= SOURCE TEXT =
AI has inflated the egos of my non-engineer, male colleagues
Management has started giving software development projects to employees who are not engineers and have 0 computer science or even programming experience. How will they complete these projects? Vibe coding!
In the beginning, I saw them struggling a lot. They didn't even know what to prompt the LLM, let alone how to evaluate its output. I saw horrific security risks. Repos were absolute swamp messes. They inevitably consisted of two branches, one called main and the other some cryptic string that had numbers in it. The cryptically-named branch had countless commits, each co-authored by Claude, each containing 50+ changes spanning the entire code base.
I decided to pour myself into conveying the fundamentals of software development to my colleagues. I thought it was unfair they'd been given software development tasks with 0 knowledge of the field. I balked at the specter of technical debt and security gaps looming before our entire team. I've spent hours laying out best practices and giving tips, holding the hands of my colleagues as they wade through their projects. I'm the only engineer who has volunteered and spent time doing this, and I'm also the only woman on the entire team.

= EXPLORE THE MATERIAL =
**1)** Answer from the vibe-coding post:
(a) How many branches did the repos consist of, and what was each one called?
(b) Who co-authored each commit on the cryptically-named branch?
(c) Besides being the only engineer who volunteered, what else is the writer the only one of on the team?
**2)** Continue the vibe-coding post from its last sentence.
The data after the vibe-coding post is separate material and has no connection to it.

= AVAILABLE DATA =
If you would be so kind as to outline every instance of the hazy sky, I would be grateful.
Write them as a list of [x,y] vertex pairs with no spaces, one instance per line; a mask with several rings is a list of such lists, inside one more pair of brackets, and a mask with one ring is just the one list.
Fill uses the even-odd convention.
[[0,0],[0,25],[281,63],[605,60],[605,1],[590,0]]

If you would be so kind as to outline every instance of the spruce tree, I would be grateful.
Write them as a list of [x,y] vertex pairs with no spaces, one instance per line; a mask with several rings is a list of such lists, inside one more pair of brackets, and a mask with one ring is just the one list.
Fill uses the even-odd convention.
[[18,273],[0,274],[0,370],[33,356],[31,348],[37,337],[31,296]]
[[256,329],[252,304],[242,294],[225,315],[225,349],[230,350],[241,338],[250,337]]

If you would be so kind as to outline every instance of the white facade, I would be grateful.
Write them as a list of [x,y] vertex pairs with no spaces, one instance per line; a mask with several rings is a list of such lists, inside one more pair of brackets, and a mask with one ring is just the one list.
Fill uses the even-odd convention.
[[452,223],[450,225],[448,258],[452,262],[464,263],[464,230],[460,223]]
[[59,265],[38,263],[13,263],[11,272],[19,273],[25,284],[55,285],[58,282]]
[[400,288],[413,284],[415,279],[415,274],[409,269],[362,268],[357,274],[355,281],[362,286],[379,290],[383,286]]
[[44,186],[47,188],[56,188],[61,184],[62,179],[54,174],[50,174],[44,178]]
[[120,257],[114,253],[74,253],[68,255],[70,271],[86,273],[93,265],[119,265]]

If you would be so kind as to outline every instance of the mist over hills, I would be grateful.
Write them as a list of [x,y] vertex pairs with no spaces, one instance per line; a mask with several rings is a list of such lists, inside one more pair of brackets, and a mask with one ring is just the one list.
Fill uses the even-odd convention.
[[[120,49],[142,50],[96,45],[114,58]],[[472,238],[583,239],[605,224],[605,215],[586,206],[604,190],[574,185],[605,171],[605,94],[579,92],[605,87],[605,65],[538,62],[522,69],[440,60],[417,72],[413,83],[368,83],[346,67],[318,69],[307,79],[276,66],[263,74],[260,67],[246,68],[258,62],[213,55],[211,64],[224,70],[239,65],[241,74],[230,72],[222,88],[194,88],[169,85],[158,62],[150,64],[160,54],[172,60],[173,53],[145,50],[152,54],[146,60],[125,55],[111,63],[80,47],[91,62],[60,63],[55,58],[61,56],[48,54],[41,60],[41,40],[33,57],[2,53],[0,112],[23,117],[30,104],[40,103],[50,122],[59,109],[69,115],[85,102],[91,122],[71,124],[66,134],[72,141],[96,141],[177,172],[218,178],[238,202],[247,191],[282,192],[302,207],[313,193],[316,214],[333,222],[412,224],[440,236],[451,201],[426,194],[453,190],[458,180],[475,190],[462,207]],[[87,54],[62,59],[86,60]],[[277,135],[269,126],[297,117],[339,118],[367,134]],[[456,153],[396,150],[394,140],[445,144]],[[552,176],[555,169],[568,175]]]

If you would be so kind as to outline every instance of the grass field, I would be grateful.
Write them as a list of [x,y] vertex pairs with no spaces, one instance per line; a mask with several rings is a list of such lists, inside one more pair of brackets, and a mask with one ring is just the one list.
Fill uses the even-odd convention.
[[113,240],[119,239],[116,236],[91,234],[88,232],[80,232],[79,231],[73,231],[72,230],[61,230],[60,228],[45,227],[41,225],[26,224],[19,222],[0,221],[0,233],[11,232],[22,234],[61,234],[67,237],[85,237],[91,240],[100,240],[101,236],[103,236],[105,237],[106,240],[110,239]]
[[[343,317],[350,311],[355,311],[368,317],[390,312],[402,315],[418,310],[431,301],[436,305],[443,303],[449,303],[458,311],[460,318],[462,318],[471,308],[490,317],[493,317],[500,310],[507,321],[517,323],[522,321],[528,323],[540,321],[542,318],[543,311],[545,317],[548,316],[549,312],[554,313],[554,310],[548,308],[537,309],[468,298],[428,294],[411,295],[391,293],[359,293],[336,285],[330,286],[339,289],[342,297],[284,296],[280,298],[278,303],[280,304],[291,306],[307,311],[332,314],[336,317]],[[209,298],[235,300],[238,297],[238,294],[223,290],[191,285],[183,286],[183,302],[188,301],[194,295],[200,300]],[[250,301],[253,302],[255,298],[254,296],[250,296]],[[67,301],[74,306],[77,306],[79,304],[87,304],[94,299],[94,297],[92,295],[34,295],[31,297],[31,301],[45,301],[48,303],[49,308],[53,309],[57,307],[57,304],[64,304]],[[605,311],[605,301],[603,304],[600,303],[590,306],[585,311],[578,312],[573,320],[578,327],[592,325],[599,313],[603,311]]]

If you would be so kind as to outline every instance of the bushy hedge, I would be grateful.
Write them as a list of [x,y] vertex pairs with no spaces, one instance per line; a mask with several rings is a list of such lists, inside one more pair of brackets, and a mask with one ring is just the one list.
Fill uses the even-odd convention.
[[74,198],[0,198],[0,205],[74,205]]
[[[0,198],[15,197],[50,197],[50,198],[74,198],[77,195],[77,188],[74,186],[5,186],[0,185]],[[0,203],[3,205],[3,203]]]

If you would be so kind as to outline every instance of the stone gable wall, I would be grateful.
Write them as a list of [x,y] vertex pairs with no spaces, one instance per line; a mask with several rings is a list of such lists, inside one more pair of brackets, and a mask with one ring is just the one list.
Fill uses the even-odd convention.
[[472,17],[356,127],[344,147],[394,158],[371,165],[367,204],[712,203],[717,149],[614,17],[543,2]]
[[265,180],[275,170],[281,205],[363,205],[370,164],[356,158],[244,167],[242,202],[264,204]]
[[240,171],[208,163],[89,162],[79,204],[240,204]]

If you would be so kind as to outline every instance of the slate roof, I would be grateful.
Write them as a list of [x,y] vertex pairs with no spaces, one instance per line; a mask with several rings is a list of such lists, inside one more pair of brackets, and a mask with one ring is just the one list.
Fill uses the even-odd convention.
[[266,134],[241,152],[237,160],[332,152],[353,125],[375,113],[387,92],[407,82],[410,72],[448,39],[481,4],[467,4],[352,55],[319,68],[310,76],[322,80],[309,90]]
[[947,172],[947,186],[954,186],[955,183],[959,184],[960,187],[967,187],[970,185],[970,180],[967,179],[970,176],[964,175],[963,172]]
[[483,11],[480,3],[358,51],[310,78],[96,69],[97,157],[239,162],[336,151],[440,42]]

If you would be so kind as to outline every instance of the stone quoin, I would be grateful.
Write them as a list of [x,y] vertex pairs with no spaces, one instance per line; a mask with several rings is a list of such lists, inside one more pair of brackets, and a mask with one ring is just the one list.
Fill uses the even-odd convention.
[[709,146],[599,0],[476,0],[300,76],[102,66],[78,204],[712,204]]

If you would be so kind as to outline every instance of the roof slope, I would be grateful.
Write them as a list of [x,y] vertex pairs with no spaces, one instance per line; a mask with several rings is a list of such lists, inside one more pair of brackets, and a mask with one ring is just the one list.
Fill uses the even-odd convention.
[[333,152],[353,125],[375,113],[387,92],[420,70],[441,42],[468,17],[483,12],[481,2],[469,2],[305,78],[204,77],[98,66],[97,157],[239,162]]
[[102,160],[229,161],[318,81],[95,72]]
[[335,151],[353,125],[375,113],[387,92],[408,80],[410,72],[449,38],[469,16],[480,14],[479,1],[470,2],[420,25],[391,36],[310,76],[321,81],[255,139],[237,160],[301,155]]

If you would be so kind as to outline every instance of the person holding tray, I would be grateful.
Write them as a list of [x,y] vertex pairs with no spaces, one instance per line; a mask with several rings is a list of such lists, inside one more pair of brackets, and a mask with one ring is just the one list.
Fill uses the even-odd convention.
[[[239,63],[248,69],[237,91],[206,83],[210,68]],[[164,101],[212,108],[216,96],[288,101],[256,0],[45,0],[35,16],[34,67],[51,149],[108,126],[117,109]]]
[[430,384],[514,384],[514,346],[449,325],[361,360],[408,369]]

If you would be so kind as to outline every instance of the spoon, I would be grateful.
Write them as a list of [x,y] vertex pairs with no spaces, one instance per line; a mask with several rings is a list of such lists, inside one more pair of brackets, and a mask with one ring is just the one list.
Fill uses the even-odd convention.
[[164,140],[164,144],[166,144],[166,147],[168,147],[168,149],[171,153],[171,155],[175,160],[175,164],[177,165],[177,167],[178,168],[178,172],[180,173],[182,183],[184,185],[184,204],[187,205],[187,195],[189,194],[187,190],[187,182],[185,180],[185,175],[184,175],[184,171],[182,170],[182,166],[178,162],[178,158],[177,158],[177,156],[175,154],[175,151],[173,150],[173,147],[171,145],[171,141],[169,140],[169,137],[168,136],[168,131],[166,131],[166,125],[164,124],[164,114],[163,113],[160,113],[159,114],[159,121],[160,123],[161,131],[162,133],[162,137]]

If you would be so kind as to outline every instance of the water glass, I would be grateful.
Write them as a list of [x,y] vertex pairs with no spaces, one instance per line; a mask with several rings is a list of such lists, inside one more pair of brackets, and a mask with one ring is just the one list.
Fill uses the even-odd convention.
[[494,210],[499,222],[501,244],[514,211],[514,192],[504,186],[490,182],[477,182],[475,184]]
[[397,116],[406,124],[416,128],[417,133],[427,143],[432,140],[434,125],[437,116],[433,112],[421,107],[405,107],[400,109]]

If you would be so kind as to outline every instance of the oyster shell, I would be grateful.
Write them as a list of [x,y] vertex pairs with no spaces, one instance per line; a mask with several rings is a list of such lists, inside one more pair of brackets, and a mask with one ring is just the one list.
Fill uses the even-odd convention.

= TASK-BY-TASK ANSWERS =
**1)**
(a) Two: one called main and one with a cryptic name that had numbers in it.
(b) Claude.
(c) The only woman on the entire team.

**2)**
The result is predictable. I should have known.
As they started delivering and receiving praise for their "accomplishments", they started to act arrogant and secretive around me. Some of the ideas I shared with them, they would ask if they could try their hand at, and I excitedly said yes, that would be a great learning experience! They would then ask me for the exact specs, feed them into Cursor, get a working app, and turn around and present the app to the team to great applause. No mention of it being my idea. No mention of how I told them exactly what they would need and how they came to me 15+ times to make sure the LLM's output was correct. One of them even came to me after presenting my idea in a meeting and said bashfully, "That was your idea, right?" As if the guilt had gotten to him, but not enough to actually tell the others it was my idea.
The arrogance is baffling. I overheard one colleague telling another how he used to be impressed with a former employee, because that employee hand-coded some interfaces. He said, "Bruh I could vibe-code something way better-looking in like 5 minutes!" Silently I'm thinking to myself, Because you have no idea how it works. You literally don't even know the name of the stack the LLM used to create that. If you sat in front of a blank text editor and tried to code ANYTHING by hand, nothing would come out.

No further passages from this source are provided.